Older breast cancer patients receive poorer care

April 2007

Researchers led by the School of Nursing, Midwifery and Social Work have found that older women with breast cancer get a lower level of care than younger women.

A retrospective case note review in the British Journal of Cancer found that they are less likely to be diagnosed via needle biopsy and triple assessment, undergo surgery or receive radiotherapy than younger women.

Dr Katrina Lavelle explained: "We found that women aged 70+ are less likely to receive the same care as younger women, and that this is related to their age rather than differences in the biology of their tumour." In England the highest incidence of breast cancer occurs in women aged 70 and older.

The review, based on the North Western Cancer Registry database of women aged 65+ in Greater Manchester, found that older women also experience the worst survival rates: 61% for those aged 80+ compared to 80% for all ages. This rate falls beyond what might be expected due to their increased age.

Compared with a 65-69 year-old, a woman aged 80 or older is five and a half times less likely to receive triple assessment for operable breast cancer and 40 times less likely to undergo surgery. Even women as young as 70-74 are over seven times less likely to receive radiotherapy following breast conservation surgery.

The team also discovered that the percentage of women in all age groups not receiving steroid receptor tests, which indicate suitability for hormone therapy, was high at 41%; meaning treatment decisions are being made without this information. Yet three quarters of the patients not tested were given the hormone therapy tamoxifen - without evidence that it would work.

### [RECORDED INFORMATION]
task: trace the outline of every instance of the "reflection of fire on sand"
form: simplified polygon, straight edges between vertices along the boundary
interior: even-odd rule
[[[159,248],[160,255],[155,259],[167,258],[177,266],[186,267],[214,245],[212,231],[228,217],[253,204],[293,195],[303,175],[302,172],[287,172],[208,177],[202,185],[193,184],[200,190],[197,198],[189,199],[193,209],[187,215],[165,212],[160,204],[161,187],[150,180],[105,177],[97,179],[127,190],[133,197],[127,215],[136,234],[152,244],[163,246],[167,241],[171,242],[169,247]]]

### [APPLY WHAT YOU READ]
1. Copy the breast cancer care report word for word, everything from "The team also" down to "it would work.".
2. Based on the breast cancer care report, answer yes or no to each statement below, and quote the words from the report that decide it.
(a) The review drew on a database of women aged 65 and over in Greater Manchester.
(b) Women aged 80 and older had a survival rate of 80%.
(c) Every patient who missed a steroid receptor test was given tamoxifen.
3. Continue the breast cancer care report from its last sentence.
The material has no connection to the breast cancer care report.

### [WRITTEN RESPONSES]
1.
The team also discovered that the percentage of women in all age groups not receiving steroid receptor tests, which indicate suitability for hormone therapy, was high at 41%; meaning treatment decisions are being made without this information. Yet three quarters of the patients not tested were given the hormone therapy tamoxifen - without evidence that it would work.

2.
(a) Yes: "based on the North Western Cancer Registry database of women aged 65+ in Greater Manchester"
(b) No: "61% for those aged 80+ compared to 80% for all ages"
(c) No: "three quarters of the patients not tested were given the hormone therapy tamoxifen"

3.
In a 2004 survey 75% of UK breast cancer surgeons reported that they would treat older breast cancer patients similarly to younger patients, and 98% that the cut off point for surgery was not age related.

Katrina says: "Clearly there is a difference in clinicians' perceptions and their actual practice; standard management of breast cancer was infrequent in older women in Greater Manchester. The lack of diagnostic and steroid receptor testing resulted in older cancer patients having no effective treatment, with 41% not undergoing a steroid receptor test - 32% of whom received tamoxifen as their sole form of treatment.

"Mortality of elderly breast cancer patients is unlikely to improve where this pattern of management persists."

School research lead Professor Chris Todd commented: "It would be wrong to conclude that ageism is to be found in the NHS on the basis of these results alone, as this study has not been able to take the preferences of older women themselves into account. This is something we intend to investigate in the next phase of our research."